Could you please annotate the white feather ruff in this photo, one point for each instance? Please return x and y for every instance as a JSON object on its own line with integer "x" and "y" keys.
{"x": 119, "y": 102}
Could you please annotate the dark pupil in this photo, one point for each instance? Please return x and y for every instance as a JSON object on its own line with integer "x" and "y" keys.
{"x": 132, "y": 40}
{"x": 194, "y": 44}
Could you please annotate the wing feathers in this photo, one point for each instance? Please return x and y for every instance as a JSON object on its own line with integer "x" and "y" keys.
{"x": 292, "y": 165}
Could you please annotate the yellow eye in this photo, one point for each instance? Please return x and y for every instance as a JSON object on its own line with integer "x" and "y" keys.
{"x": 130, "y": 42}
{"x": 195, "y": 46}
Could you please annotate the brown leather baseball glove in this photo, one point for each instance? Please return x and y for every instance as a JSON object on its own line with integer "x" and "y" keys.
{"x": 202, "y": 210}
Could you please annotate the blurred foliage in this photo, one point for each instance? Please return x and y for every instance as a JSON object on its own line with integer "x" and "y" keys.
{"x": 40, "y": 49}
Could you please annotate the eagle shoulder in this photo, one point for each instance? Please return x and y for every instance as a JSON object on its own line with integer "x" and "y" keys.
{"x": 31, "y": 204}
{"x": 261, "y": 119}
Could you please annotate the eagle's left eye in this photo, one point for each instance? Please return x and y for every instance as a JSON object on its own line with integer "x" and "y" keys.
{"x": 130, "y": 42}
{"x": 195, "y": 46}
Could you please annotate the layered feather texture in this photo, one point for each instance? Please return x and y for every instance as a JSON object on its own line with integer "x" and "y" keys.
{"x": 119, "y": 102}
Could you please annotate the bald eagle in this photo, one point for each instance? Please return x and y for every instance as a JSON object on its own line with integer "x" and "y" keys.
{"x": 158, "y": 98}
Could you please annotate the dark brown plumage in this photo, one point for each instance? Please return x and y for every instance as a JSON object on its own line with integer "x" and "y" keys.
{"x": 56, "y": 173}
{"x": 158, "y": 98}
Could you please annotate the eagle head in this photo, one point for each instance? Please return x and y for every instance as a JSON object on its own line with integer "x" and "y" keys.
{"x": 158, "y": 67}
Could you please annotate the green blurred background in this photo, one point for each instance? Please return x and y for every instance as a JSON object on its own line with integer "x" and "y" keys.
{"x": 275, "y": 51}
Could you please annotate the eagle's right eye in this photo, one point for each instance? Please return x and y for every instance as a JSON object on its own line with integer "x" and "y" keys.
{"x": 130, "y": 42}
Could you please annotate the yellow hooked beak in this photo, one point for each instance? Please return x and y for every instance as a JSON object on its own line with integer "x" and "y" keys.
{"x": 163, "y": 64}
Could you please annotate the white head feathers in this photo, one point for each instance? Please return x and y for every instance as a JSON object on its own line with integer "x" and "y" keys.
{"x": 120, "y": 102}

---

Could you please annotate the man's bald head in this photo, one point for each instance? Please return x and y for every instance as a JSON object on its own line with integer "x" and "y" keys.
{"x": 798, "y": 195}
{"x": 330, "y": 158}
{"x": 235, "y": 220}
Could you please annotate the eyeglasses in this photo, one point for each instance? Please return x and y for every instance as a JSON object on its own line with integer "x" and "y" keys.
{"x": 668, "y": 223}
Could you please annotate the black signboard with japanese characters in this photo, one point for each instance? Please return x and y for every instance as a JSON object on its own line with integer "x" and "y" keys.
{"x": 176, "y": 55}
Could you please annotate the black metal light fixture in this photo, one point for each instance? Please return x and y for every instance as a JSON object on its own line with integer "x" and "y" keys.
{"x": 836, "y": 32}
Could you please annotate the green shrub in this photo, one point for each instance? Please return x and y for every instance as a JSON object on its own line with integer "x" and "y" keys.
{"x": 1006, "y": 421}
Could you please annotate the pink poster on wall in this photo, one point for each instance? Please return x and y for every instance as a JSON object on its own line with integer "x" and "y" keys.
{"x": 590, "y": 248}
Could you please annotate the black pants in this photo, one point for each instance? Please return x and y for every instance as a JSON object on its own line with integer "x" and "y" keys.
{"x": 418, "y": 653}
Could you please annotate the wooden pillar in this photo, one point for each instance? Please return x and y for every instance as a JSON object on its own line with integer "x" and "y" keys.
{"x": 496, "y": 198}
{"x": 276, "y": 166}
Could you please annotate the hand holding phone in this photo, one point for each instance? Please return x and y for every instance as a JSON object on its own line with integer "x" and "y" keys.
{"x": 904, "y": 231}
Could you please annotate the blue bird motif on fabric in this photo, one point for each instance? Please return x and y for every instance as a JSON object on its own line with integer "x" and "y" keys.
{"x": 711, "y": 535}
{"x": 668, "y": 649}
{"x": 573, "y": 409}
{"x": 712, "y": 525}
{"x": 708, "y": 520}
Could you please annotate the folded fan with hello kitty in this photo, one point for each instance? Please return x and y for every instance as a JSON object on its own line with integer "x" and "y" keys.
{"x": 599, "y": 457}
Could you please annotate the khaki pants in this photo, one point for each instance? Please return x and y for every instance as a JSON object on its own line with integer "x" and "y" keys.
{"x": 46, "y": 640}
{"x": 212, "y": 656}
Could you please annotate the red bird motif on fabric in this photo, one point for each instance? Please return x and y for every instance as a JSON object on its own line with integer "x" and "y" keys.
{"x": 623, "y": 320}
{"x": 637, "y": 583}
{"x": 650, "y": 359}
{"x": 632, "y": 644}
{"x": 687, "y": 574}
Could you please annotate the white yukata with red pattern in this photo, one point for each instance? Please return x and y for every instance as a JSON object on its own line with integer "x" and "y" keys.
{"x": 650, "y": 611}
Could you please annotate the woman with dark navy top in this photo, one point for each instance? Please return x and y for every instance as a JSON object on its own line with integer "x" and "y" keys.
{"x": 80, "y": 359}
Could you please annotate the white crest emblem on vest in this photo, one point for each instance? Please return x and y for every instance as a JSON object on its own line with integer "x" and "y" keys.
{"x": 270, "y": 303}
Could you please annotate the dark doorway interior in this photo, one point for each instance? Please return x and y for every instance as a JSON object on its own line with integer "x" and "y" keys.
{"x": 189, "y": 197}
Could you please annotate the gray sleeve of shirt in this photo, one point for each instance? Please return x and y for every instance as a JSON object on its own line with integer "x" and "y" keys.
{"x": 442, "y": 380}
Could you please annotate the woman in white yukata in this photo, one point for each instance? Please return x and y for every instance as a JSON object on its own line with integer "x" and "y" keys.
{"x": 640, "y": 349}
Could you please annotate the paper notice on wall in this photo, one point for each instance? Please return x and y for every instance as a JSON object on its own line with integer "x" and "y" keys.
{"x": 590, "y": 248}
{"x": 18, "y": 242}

...

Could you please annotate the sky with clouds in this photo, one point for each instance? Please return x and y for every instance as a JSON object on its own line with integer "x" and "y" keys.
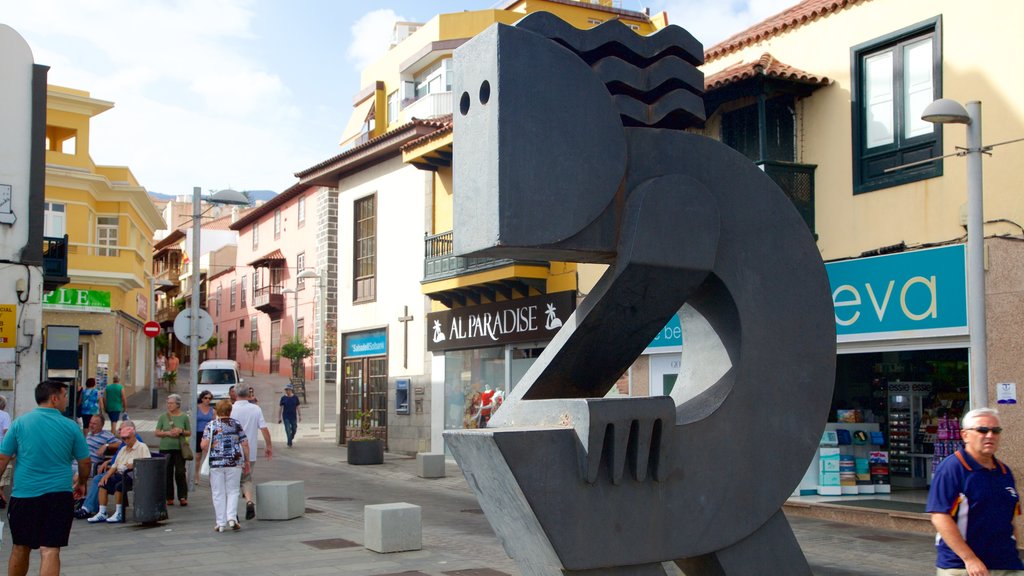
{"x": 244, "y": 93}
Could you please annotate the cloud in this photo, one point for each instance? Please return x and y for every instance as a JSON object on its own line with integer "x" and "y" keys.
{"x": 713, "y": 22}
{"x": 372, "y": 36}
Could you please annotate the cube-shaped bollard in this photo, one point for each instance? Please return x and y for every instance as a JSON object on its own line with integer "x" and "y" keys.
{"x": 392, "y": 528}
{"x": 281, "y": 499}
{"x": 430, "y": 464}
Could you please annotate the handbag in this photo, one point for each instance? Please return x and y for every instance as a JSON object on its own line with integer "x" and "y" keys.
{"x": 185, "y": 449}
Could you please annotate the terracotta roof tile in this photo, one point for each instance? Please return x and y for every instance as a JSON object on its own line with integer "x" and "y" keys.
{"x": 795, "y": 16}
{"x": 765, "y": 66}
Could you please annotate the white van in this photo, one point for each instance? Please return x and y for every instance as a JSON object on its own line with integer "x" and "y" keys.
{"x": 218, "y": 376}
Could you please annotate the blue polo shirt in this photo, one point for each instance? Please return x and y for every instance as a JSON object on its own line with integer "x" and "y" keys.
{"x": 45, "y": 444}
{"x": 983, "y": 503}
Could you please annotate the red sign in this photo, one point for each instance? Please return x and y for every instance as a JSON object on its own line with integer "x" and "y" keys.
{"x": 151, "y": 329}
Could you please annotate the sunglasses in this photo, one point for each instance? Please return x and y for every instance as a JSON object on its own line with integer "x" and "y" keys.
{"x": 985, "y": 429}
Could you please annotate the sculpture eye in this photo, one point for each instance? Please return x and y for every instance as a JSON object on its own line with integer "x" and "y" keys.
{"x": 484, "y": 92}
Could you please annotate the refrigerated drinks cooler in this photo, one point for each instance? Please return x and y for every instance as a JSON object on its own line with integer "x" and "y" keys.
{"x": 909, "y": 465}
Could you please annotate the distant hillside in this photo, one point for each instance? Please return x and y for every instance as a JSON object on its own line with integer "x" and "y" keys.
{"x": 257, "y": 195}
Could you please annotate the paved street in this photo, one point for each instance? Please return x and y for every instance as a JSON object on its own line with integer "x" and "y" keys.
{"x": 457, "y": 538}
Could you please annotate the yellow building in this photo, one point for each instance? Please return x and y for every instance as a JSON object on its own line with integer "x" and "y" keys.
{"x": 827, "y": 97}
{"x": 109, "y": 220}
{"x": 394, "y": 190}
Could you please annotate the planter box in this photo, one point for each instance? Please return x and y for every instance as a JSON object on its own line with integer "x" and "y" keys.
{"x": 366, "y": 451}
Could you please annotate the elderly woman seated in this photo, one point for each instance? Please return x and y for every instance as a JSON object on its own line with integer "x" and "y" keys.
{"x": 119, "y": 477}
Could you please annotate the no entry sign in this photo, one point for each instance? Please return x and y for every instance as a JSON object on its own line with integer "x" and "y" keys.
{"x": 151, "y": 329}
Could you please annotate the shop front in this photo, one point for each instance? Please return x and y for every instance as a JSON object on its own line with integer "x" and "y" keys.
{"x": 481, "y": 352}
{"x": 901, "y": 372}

#### Description of the task
Which lines of the entries above contain the word "planter"? Collect each of them in full.

#### Output for this task
Could you please annotate the planter box in this photo, one point for each instance? Please return x and y for every instance as a JSON object on its own line with integer "x" and "y" keys.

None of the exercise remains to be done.